=== Texte de l'exercice ===

À Nola, et ailleurs en dehors de la capitale Bangui, le manque de contrôle du gouvernement central n’est qu’un aspect d’une situation où les élites dirigeantes locales s’emparent simplement de l’argent apporté par les entreprises et les donateurs. Les citoyens ordinaires n’ont pas leur mot à dire sur ce que font ces autorités locales, puisque celles-ci ne sont même pas élues, mais nommées par le gouvernement central (3). En conséquence, les maires et conseillers locaux doivent se plier au pouvoir qui vient de leurs protecteurs et bienfaiteurs au niveau national, avec qui ils partagent les impôts et taxes payés par les entreprises étrangères.
Un haut fonctionnaire du ministère des Eaux et Forêts l’a exprimé ainsi : « Tout d’abord, comme vous le savez, les maires ne sont pas élus par le peuple mais nommés. Alors, ils ne peuvent faire que ce que leurs maîtres, qui les ont mis en place, veulent qu’ils fassent. C’est pourquoi ces taxes et prélèvements ne sont pas utilisés comme prévu. Et cela ne s’applique pas seulement à Nola ; il y en a partout’.
Le responsable, qui a demandé à rester anonyme, a ajouté que les voix des populations locales sont tout simplement ignorées. « Savez-vous à quelle fréquence (ils) dénoncent ces réseaux frauduleux qui se financent avec l’argent des compagnies forestières ? Mais personne au niveau gouvernemental ne dit rien, et ces activités restent donc non autorisées. Tout le monde a sa part du gâteau et le système fonctionne de haut en bas. Les collectivités locales comme celle de Nola sont toujours couvertes par celles de Bangui’.
Et ainsi, les citoyens centrafricains sont obligés de rester debout et de regarder les arbres disparaître. Lors d’entretiens avec ZAM, les représentants de diverses associations de jeunes et de femmes de Nola ont tous confirmé qu’ils ne sont jamais consultés par leurs fonctionnaires locaux sur la manière dont se fait l’exploitation des forêts, et encore moins sur ce qu’il advient des revenus qui en découlent. Ils appuient tous l’idée d’un audit approfondi de ce qui entre et sort des caisses municipales, mais n’ont aucune idée si un tel audit aura lieu un jour.
Même le directeur général de Timberland, Augustin Agou, se retrouve impuissant. La question est : que peut-il faire, demande-t-il, visiblement bouleversé, lors de notre entretien. Il explique qu’il serait « tout seul » s’il commençait à dénoncer publiquement un « système mafieux » dont tout le monde sait qu’il existe, mais contre lequel il ne peut rien. Les élites de Bangui sont un petit groupe très soudé, qui resserrera très rapidement les rangs contre quiconque dénonce leurs manigances, dit-il.

===

## À faire
**A)** D'après le texte sur Nola, comment les maires arrivent-ils à leur poste ?
**B)** Relevez tous les organismes que le texte sur Nola désigne par leur nom.

=== Données fournies ===

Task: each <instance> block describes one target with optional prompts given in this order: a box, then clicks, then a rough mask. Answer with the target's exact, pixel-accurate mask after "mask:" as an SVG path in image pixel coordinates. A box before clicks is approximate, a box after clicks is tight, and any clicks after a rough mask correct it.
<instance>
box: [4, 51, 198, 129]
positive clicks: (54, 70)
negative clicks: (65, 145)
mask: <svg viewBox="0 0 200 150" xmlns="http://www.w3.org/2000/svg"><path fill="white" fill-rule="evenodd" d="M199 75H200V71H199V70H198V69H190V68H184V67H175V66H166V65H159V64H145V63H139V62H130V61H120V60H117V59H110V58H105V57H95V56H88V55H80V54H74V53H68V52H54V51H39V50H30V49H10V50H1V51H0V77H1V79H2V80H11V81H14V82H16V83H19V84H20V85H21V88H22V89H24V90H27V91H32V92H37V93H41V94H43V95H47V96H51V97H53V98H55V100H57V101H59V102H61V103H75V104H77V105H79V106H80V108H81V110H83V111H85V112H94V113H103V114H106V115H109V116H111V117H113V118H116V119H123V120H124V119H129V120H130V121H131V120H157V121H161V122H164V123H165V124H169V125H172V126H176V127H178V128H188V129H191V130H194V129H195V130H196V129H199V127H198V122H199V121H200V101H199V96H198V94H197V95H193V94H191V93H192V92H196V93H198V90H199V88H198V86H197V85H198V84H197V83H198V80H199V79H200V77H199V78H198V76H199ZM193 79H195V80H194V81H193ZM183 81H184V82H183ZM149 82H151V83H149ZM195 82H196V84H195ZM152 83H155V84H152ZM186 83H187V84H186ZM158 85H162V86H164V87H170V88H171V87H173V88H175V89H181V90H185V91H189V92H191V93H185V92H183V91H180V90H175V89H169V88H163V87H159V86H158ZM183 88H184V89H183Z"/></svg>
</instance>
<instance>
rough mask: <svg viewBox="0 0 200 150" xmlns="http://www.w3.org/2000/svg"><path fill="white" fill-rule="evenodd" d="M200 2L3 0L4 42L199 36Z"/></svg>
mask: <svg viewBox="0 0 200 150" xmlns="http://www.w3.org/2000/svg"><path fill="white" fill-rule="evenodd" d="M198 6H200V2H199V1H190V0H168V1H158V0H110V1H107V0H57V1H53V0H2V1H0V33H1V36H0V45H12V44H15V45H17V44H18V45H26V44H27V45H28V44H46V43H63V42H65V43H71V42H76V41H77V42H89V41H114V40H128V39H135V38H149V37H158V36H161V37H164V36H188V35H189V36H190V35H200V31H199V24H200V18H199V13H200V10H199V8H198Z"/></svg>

===
=== Données fournies ===

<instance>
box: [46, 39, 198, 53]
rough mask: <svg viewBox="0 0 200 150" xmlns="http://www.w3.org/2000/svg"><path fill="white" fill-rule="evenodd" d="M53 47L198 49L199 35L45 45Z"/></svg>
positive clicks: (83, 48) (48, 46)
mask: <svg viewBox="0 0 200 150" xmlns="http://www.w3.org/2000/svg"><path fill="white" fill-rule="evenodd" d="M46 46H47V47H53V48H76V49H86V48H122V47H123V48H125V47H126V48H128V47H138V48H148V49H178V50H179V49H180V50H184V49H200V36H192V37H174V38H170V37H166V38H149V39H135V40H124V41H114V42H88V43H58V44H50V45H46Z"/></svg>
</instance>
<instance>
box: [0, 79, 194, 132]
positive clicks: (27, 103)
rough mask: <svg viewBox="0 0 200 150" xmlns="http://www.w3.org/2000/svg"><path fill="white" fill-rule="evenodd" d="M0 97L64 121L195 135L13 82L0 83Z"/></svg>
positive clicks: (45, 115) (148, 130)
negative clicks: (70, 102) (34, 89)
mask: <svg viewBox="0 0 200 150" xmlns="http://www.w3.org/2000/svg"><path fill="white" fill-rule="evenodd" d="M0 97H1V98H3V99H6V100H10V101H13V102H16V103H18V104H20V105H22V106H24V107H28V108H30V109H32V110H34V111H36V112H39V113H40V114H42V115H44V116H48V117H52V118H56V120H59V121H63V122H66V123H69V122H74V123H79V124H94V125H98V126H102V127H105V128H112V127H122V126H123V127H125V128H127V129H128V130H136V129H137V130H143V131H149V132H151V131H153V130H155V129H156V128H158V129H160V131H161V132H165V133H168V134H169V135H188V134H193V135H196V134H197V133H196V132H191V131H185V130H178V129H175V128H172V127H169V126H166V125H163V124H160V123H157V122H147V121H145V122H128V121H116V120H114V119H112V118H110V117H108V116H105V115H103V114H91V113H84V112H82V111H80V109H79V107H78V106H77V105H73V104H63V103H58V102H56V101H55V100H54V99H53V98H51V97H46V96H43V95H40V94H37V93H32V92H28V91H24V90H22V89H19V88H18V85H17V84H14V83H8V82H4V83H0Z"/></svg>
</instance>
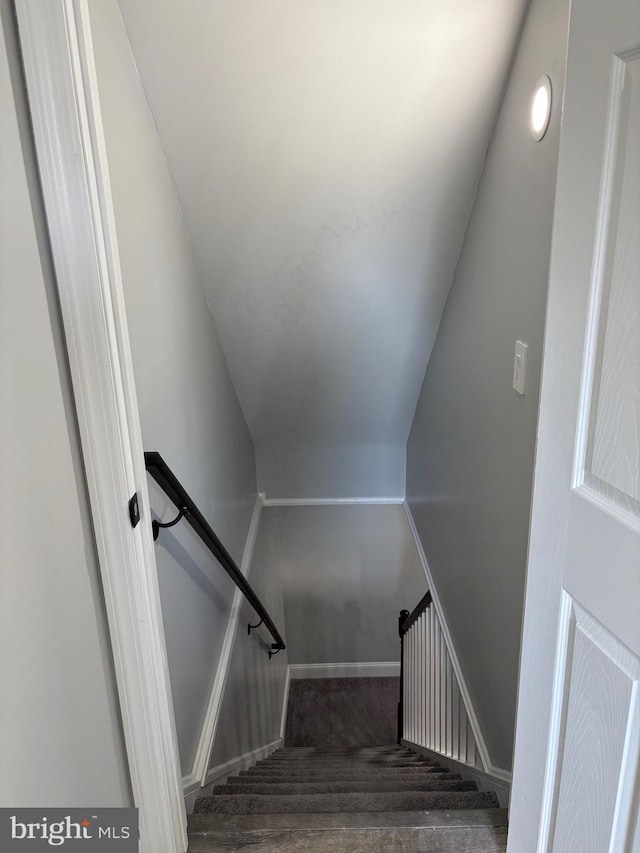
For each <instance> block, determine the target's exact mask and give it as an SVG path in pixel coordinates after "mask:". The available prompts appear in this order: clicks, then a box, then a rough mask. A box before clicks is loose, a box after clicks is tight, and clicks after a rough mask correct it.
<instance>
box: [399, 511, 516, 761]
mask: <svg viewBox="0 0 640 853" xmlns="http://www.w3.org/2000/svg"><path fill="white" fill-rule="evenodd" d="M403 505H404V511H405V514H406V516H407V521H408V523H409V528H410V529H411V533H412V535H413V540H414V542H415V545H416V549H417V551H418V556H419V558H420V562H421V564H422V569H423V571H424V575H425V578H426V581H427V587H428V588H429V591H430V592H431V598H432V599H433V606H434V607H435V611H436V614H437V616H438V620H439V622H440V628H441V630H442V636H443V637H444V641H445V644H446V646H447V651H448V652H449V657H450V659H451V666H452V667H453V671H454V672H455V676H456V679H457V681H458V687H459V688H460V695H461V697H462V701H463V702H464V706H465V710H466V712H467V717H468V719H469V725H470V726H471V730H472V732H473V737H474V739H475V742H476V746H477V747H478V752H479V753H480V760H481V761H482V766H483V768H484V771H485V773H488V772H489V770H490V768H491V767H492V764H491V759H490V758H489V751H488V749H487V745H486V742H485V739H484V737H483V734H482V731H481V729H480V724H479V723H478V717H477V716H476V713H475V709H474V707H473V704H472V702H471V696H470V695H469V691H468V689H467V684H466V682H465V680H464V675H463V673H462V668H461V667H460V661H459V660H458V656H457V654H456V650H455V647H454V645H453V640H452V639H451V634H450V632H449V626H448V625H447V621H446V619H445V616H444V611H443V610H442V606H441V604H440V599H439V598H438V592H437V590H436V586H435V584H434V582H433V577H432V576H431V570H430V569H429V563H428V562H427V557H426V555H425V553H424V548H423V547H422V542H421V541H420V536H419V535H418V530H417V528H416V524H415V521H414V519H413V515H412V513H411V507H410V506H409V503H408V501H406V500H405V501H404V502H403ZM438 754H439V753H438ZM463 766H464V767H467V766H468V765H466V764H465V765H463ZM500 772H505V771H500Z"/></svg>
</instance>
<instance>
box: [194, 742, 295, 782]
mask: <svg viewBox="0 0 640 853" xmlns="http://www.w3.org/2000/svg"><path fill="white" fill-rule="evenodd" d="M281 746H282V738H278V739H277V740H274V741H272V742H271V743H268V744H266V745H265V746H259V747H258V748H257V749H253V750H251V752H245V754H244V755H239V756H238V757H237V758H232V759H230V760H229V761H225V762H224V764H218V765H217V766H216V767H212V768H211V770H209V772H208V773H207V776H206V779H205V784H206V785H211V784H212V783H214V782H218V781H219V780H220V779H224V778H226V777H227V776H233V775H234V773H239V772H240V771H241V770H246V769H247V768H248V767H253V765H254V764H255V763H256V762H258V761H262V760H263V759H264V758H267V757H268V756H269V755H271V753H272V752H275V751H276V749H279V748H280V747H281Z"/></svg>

===

## Résultats de l'exercice
**A)** Ils ne sont pas élus, mais nommés par le gouvernement central.

**B)** Le ministère des Eaux et Forêts, ZAM, Timberland.